* TRY IT
The records that follow must be repeated verbatim, every one of them.

* DATASET

|---|

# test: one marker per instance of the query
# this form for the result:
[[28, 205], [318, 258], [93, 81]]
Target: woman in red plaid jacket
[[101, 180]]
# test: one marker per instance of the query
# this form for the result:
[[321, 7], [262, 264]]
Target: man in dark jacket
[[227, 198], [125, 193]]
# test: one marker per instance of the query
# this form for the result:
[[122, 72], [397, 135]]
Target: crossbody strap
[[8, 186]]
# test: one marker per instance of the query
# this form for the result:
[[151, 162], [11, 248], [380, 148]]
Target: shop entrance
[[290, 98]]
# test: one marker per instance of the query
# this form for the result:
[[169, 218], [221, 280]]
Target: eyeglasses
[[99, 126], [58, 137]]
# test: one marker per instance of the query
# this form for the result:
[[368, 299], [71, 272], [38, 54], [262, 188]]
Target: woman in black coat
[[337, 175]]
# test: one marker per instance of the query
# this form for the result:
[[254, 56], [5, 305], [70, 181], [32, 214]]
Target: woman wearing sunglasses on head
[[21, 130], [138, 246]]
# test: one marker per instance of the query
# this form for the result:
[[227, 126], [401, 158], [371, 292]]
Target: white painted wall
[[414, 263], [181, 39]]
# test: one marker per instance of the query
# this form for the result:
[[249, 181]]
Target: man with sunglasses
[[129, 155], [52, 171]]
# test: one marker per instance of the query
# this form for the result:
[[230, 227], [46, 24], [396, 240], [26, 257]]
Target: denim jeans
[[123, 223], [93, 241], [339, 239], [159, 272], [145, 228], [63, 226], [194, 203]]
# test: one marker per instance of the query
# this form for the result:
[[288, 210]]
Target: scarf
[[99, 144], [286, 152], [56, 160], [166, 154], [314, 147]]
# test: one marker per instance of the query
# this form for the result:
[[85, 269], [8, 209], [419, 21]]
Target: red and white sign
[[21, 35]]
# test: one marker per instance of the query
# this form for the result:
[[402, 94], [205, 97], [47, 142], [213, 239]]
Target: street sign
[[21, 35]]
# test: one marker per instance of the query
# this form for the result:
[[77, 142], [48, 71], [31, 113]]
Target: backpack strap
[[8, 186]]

|---|

* EXERCISE RESULT
# test: one marker per instance of the query
# this form for the result:
[[28, 205], [318, 258], [93, 81]]
Target: woman in red plaid jacket
[[101, 180]]
# test: one marker per instance of the query
# this form for the result:
[[321, 7], [262, 264]]
Target: man in dark jacket
[[227, 198], [125, 193]]
# test: one marker per instance of the query
# this form for the result:
[[122, 72], [397, 135]]
Target: crossbody strap
[[8, 186]]
# test: one marker per instance of the query
# this form for the result:
[[151, 162], [11, 248], [380, 148]]
Target: shop entrance
[[290, 98]]
# test: one marker per instance of the query
# this form for the result:
[[169, 218], [221, 280]]
Target: eyeglasses
[[99, 126], [58, 137]]
# test: one marker per instance of the query
# this form for the result:
[[368, 299], [71, 272], [38, 54], [262, 188]]
Target: woman in black coat
[[337, 175]]
# test: one marker per instance of the query
# this form for the result:
[[254, 56], [5, 305], [70, 181], [32, 214]]
Target: woman wearing sunglasses on head
[[21, 130], [138, 246]]
# test: one marker per instance of the query
# this form for the result:
[[227, 126], [401, 158], [371, 292]]
Target: white painted wall
[[414, 263], [181, 39]]
# test: one marker per instance of the query
# this form for the result:
[[249, 181]]
Target: man with sunglasses
[[129, 155], [52, 171]]
# test: one marker per instance of the query
# this form for the result:
[[230, 227], [46, 24], [396, 240], [26, 257]]
Target: denim jeans
[[123, 223], [93, 241], [339, 239], [159, 272], [145, 228], [63, 226], [194, 203]]
# test: one marker per instance of the query
# this form for the result:
[[288, 210]]
Target: scarf
[[99, 144], [286, 152], [56, 160], [166, 154], [314, 147]]
# test: one marker per instance of the query
# this form for the result:
[[85, 269], [8, 209], [419, 21]]
Target: red and white sign
[[21, 35]]
# test: one marker per instance of the query
# this form for the result:
[[402, 94], [205, 97], [47, 142], [213, 239]]
Target: street sign
[[21, 35]]
# test: one marker per instance of the query
# this form for the result:
[[77, 142], [48, 71], [31, 113]]
Target: backpack strap
[[8, 186]]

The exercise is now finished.